### Selected text
>> Start

Ryszard Wieczorek (born 25 January 1962) is a Polish football manager and former player who played as a midfielder. He is currently in charge of Polonia Bytom.

Wieczorek played for Naprzód Syrynia, Górnik Pszów, Odra Wodzisław and Preussen TV Werl.

He graduated from the Warsaw Coaching School, and has previously managed Limanovia Limanowa and Wisła Puławy. He also coached Korona Kielce from 2004 until he was succeeded by Arkadiusz Kaliszan.

Wieczorek was appointed coach of Odra Wodzisław in June 2018, before moving onto KKS 1925 Kalisz a year later, winning promotion with them in 2020. He was dismissed on 19 October 2021.

>> End

Data entries
>> Start

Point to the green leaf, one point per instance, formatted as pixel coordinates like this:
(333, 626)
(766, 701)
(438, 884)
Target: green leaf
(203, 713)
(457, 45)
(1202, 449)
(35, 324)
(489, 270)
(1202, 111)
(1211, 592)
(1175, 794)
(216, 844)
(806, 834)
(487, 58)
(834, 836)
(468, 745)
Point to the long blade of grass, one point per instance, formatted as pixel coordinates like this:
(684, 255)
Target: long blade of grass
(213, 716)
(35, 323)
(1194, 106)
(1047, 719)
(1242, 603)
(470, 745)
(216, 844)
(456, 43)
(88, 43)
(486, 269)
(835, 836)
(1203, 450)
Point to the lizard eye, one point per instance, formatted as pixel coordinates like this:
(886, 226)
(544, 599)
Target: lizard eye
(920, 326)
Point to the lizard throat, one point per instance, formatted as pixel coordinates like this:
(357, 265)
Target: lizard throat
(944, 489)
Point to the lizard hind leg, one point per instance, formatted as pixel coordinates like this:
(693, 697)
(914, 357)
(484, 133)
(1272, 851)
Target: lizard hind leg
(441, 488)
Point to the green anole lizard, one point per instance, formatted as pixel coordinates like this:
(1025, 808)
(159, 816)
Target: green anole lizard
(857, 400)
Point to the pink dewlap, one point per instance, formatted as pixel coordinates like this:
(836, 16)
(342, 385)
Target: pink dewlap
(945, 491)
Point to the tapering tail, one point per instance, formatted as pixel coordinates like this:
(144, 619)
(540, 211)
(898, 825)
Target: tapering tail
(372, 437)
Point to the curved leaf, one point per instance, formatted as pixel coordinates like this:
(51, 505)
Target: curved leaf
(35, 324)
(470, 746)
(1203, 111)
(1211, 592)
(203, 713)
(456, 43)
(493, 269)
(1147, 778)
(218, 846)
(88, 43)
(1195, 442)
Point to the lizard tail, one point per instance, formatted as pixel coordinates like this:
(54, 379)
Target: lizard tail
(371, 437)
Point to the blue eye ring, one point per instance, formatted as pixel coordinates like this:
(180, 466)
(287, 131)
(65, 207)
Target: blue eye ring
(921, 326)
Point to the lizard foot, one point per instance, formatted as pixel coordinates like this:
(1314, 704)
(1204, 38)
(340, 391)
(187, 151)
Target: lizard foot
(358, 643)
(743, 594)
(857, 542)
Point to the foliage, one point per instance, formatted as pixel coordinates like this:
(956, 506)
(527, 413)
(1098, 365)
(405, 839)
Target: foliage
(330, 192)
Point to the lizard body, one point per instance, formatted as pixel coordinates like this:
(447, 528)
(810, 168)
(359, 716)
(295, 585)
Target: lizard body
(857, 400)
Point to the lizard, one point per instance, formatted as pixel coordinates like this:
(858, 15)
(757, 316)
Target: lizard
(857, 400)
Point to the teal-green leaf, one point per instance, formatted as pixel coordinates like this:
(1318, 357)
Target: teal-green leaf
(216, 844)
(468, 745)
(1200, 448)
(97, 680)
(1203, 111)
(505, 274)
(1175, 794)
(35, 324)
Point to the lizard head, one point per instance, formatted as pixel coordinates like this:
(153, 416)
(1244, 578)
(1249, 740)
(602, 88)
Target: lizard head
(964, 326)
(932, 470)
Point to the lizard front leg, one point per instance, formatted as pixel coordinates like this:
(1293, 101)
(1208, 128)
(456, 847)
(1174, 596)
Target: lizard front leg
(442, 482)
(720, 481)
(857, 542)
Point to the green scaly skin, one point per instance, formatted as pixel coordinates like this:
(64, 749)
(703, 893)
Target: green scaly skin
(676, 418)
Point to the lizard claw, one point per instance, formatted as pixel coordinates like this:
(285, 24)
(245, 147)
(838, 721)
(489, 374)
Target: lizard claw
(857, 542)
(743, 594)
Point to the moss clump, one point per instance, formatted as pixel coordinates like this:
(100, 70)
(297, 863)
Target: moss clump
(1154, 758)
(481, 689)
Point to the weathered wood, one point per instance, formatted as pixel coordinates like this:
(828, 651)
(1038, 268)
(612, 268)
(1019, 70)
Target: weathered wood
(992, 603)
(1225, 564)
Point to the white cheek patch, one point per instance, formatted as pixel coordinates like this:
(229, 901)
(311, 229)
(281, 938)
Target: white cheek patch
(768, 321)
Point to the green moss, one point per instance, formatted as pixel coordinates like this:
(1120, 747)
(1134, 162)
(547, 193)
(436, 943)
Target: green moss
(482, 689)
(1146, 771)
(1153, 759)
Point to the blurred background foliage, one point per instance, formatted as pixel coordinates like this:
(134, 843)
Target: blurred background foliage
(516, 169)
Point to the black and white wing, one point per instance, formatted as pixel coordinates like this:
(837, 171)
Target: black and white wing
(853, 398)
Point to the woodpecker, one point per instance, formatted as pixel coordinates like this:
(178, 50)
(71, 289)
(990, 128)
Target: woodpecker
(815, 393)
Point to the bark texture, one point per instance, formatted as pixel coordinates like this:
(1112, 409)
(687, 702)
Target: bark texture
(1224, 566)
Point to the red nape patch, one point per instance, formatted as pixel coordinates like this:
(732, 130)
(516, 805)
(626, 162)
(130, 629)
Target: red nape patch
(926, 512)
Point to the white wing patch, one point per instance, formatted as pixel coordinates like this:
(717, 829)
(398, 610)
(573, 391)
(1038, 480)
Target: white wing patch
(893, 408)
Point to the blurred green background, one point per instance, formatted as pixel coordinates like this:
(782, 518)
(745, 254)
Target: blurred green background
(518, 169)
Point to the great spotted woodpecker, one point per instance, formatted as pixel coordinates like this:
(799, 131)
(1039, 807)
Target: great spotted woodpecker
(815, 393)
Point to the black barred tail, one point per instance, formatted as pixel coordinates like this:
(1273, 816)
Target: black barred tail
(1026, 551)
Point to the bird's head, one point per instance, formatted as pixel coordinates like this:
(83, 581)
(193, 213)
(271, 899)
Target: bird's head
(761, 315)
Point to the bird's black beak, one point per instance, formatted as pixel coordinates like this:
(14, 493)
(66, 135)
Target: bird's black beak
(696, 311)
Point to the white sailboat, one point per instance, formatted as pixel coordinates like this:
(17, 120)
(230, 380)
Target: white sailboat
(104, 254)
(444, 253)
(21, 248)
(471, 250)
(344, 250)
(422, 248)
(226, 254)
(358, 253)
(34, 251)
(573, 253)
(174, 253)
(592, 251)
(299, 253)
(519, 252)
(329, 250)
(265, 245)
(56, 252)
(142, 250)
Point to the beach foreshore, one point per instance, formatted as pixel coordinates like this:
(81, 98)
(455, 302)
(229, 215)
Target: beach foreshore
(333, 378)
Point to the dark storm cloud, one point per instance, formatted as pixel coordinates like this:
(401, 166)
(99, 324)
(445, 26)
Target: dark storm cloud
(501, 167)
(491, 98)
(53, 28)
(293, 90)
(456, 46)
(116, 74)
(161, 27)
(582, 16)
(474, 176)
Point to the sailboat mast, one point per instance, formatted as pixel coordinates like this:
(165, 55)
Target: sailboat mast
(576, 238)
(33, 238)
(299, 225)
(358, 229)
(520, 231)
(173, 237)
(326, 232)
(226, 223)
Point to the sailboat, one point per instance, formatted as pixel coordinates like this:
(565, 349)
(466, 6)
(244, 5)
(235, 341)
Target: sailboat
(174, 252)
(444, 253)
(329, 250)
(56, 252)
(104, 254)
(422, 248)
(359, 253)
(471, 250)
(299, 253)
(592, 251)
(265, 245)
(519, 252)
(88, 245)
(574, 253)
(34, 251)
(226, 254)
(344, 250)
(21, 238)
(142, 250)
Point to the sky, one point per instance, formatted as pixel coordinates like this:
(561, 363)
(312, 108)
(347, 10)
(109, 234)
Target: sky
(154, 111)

>> End

Repeat the passage about Ryszard Wieczorek between "He graduated from" and "19 October 2021.", inclusive, switching "dismissed" to "sacked".

### Full answer
He graduated from the Warsaw Coaching School, and has previously managed Limanovia Limanowa and Wisła Puławy. He also coached Korona Kielce from 2004 until he was succeeded by Arkadiusz Kaliszan.

Wieczorek was appointed coach of Odra Wodzisław in June 2018, before moving onto KKS 1925 Kalisz a year later, winning promotion with them in 2020. He was sacked on 19 October 2021.